Exercise prompt
Pick out every line of the entries below that contains the word "pumpkin", and copy each one.

## begin

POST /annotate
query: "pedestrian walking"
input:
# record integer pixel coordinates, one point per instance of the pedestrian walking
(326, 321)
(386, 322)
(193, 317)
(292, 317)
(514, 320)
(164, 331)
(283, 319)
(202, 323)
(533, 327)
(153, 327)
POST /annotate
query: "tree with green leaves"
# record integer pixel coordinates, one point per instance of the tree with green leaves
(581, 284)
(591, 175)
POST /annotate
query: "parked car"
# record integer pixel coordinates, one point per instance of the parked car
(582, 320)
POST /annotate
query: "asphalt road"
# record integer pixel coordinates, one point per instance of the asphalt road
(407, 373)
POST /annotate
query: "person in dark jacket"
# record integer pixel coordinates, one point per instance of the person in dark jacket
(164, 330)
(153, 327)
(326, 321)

## end
## begin

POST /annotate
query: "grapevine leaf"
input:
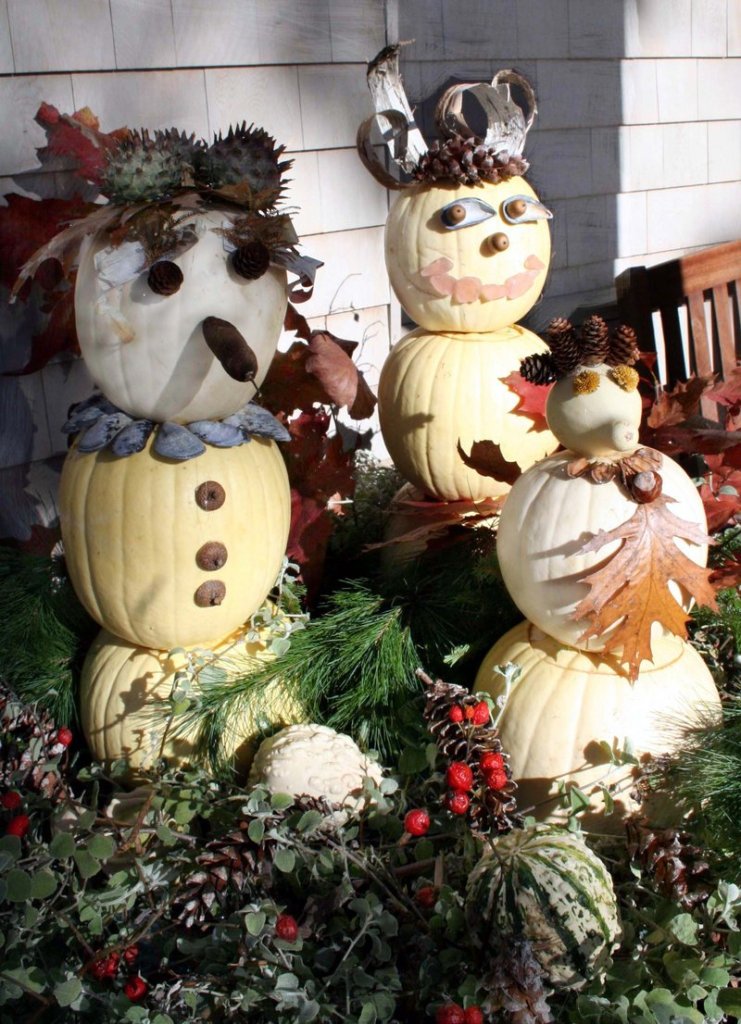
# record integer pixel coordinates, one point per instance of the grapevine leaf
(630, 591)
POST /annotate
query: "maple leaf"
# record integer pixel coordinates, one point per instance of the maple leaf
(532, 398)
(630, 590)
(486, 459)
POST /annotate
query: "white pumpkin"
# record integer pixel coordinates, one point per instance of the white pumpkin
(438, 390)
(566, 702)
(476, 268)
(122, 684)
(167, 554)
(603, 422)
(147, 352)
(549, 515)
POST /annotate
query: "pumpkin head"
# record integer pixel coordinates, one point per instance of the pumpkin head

## end

Output for this task
query: "white pumpkin"
# record integer pixel coordinates, one point per instance of the white pumpkin
query: "pumpkin head"
# record integer pixel coordinates, one point per instance of the pumpkin head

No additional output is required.